-- start SELECTED PASSAGE --

Belgian antiterrorism police carried out an operation in the late afternoon of last Tuesday in the Rue Albert in the Brussels suburb of Laeken. A couple was arrested and charged with providing logistical support to the perpetrators of the November Paris attacks and the Brussels attacks. The two were identified as Farid K. and Meryem E.B. in the press. Two days later Farid’s surname was divulged as Kharkhach. Kharkhach has been kept in detention since his arrest, but his wife has been released under strict conditions. While she is charged with forgery and the use of forgery in writing, she does not share her husband’s additional charge of participation in the activities of a terrorist group.
Looking at the residents of the Rue Albert, there is a Meryem El Balghiti at number 16. Social media for a Meryem El Balghiti in Brussels shows her family to include a ‘farid.’ There is no one by the name of Farid Kharkhach on that street so far as I can tell, but a Mourad Kharkhach lives next door to El Balghiti. Thus I am fairly confident that Meryem E.B. is El Balghiti.

-- end SELECTED PASSAGE --
-- start RECORD EXTRACTS --

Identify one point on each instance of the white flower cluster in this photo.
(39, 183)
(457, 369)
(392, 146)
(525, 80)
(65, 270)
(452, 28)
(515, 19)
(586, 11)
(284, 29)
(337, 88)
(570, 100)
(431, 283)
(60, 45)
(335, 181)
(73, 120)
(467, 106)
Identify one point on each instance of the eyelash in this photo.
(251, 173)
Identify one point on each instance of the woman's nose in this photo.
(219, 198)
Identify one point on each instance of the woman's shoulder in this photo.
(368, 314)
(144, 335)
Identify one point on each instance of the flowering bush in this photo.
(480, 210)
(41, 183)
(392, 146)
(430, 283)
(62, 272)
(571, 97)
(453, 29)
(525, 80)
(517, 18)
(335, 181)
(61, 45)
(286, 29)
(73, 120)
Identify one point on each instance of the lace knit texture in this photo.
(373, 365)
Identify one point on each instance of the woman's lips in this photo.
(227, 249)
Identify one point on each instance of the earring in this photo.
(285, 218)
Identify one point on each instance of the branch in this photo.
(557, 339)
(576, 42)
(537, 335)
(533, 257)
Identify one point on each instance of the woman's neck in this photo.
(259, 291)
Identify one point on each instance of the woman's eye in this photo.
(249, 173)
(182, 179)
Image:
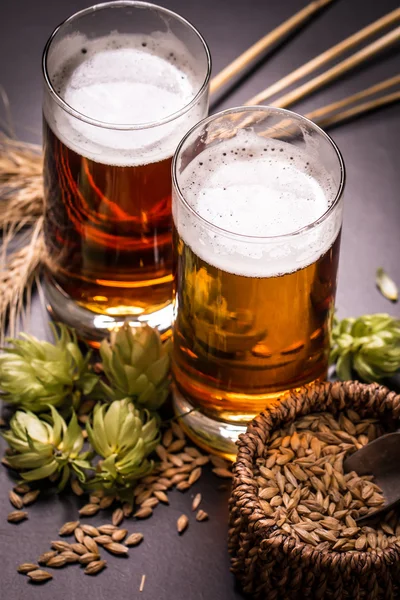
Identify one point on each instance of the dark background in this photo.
(196, 566)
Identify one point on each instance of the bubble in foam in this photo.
(264, 193)
(125, 79)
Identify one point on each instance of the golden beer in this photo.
(124, 82)
(256, 250)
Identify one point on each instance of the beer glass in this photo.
(257, 210)
(123, 81)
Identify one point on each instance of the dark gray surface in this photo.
(196, 566)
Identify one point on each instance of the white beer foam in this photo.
(124, 79)
(250, 187)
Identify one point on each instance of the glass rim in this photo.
(128, 126)
(256, 238)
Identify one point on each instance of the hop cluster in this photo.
(369, 345)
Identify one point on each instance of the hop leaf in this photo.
(137, 364)
(124, 441)
(46, 448)
(35, 374)
(369, 345)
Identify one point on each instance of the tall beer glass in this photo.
(257, 211)
(123, 82)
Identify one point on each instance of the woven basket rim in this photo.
(252, 442)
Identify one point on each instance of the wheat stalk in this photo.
(18, 272)
(21, 183)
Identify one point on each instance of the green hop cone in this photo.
(45, 449)
(137, 364)
(369, 345)
(35, 374)
(123, 441)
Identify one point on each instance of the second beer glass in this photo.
(123, 82)
(257, 210)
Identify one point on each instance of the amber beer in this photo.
(255, 276)
(108, 231)
(116, 106)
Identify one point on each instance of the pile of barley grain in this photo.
(305, 493)
(180, 466)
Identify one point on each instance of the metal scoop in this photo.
(380, 458)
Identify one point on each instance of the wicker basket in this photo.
(280, 567)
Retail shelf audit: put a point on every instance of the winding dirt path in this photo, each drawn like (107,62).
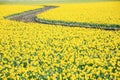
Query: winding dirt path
(29,16)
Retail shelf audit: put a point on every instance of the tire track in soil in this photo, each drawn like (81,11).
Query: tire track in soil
(29,16)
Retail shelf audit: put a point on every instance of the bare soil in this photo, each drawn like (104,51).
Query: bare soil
(29,16)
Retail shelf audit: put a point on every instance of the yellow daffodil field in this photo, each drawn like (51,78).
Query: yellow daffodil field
(36,51)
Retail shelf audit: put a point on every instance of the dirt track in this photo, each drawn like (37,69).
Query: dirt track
(29,16)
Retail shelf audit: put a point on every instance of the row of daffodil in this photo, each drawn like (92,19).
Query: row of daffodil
(31,51)
(97,12)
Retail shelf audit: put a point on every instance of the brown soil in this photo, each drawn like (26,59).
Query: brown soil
(29,16)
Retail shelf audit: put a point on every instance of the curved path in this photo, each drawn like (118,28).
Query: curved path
(29,16)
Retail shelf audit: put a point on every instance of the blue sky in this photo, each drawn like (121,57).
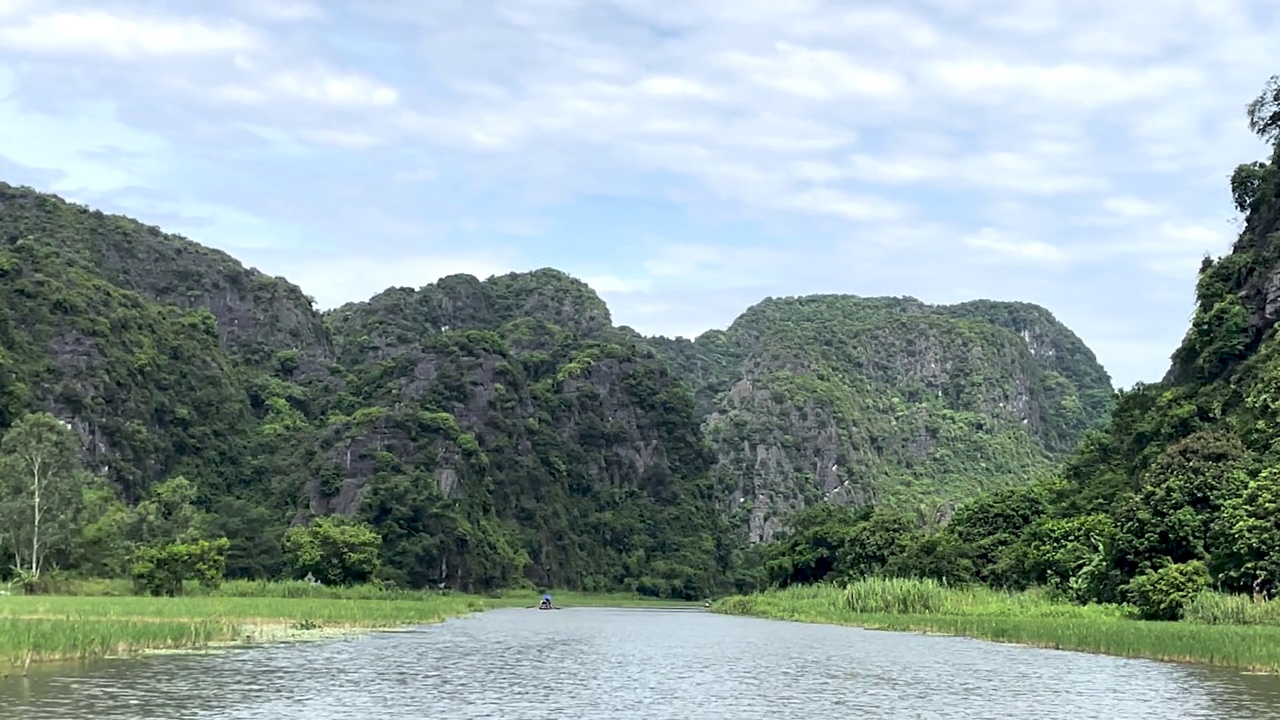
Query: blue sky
(686,158)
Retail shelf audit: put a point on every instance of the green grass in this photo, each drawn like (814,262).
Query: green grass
(1027,619)
(92,619)
(72,628)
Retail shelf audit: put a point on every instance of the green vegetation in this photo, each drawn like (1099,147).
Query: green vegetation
(1160,537)
(887,401)
(64,628)
(1028,618)
(472,434)
(94,619)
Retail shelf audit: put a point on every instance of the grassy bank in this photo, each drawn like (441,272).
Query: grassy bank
(92,619)
(71,628)
(1206,637)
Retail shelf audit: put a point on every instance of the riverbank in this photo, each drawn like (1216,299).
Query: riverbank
(1019,618)
(97,619)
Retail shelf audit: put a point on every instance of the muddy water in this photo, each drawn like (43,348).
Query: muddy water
(639,664)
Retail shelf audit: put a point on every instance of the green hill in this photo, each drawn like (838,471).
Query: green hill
(502,431)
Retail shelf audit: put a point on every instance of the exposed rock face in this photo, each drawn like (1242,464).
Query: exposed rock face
(485,424)
(883,400)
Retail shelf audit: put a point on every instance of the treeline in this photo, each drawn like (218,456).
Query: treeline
(58,516)
(1179,493)
(1198,519)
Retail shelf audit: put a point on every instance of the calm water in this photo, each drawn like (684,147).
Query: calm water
(639,664)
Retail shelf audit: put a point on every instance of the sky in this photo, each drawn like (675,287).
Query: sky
(685,158)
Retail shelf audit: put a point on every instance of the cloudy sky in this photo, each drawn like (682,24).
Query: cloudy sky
(686,158)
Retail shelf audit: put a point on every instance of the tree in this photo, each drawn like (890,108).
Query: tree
(41,475)
(1264,112)
(334,550)
(161,569)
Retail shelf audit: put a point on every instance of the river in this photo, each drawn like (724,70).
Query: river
(595,664)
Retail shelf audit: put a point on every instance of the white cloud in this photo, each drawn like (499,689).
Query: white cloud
(97,32)
(1129,206)
(333,89)
(816,74)
(880,147)
(1004,247)
(282,10)
(334,279)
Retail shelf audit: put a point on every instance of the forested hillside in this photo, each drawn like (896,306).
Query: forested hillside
(1179,491)
(476,433)
(887,401)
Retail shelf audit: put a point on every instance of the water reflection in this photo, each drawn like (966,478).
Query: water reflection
(640,664)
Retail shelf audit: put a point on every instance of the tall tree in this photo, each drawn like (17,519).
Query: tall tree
(41,474)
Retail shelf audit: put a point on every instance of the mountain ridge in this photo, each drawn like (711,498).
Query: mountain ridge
(506,427)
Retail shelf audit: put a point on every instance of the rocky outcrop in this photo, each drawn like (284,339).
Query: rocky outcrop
(887,401)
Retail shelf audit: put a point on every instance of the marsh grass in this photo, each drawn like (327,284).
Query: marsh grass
(91,619)
(1216,609)
(1031,619)
(62,628)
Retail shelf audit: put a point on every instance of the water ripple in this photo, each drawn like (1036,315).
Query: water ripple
(639,664)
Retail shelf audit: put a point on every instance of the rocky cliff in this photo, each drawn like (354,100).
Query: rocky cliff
(506,428)
(887,401)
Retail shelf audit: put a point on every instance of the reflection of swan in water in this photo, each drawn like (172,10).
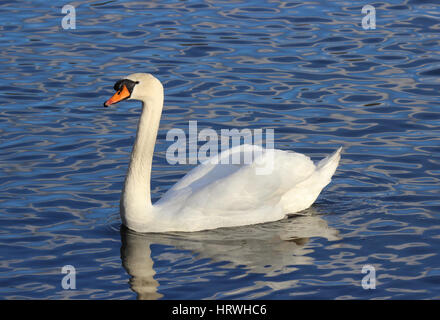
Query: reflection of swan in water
(269,248)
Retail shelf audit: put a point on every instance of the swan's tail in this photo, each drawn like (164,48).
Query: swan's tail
(327,166)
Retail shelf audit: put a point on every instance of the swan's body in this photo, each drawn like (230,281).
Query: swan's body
(213,195)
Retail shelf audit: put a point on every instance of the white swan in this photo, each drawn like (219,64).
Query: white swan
(212,195)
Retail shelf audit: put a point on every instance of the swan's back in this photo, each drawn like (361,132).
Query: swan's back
(222,195)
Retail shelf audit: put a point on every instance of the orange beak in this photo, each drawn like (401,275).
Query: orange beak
(118,96)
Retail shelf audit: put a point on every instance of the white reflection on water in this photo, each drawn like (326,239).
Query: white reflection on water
(265,248)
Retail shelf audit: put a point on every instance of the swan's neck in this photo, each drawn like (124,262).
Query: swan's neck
(136,206)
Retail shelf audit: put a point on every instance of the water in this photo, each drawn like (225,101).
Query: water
(306,69)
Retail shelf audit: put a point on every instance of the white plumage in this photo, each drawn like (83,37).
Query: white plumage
(214,195)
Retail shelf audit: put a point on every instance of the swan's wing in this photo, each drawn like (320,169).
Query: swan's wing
(232,189)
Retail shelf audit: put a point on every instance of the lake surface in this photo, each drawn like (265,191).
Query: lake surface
(306,69)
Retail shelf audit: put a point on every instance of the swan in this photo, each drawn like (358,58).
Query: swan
(213,194)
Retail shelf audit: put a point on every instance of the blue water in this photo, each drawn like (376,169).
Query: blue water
(306,69)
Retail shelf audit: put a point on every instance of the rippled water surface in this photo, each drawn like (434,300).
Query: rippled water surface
(306,69)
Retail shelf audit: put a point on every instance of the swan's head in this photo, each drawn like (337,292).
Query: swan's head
(136,86)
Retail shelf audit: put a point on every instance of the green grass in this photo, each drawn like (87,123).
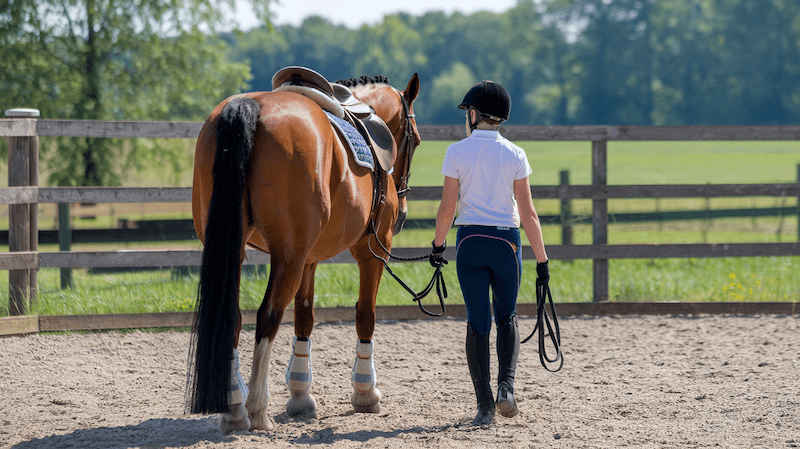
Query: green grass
(733,279)
(730,279)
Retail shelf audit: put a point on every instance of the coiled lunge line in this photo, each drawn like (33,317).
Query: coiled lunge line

-- end RECORD EXTRACTS --

**JOBS:**
1. Sum up the passage about the Laeken arrests in two sentences.
2. Write the next part of the passage about the Laeken arrests, picking up after its final sentence.
The items are separate material and are not connected to the passage about the Laeken arrests.

**ANSWERS TO EACH TASK:**
1. Belgian antiterrorism police arrested a couple in the Rue Albert in Laeken and charged them with giving logistical support to the perpetrators of the November Paris attacks and the Brussels attacks. Farid Kharkhach remains in detention, while his wife, named in the press as Meryem E.B., has been released under strict conditions and is charged with forgery and the use of forgery in writing, and the writer is fairly confident she is the Meryem El Balghiti who lives at number 16.

2.
Although we have only scant information, El Balghiti may be the victim of her husband’s illicit business activities instead of a collaborator in them. Kharkhach, operating as Bilal, told her initially that he had gotten into the business of selling used vehicles to explain the strange people showing up at their home. Later his story changed to helping people from Morocco come to Belgium to find work.
According to news reports Kharkhach admits to being the go-between for the false documents used by some of the perpetrators of the Paris and Brussels attacks in the run-up to November 13, 2015. It appears that Khalid El Balkraoui was the purchaser and the “factory” in Saint Gilles disrupted on October 19, 2015, was the supplier. Kharkhach says he helped El Bakraoui not realizing that he was radicalized, but refused any further assistance following the Paris attacks; they met again on December 31, 2015 at the house of an Omar near Gare du Midi. Today’s La Dernière Heure says that Kharkhach and El Bakraoui had known one another at least since December 2014.
The story of one end of this transaction, Khalid El Bakraoui, is fairly well known—certainly better known than the other end. The false documents industry operating out of the Brussels municipality of Saint-Gilles is an interesting story all its own, and one that shows yet another missed/delayed opportunity by the Belgian authorities to interdict multiple terrorism events.
Djamel Eddine Ouali and the Saint-Gilles Document “Factories”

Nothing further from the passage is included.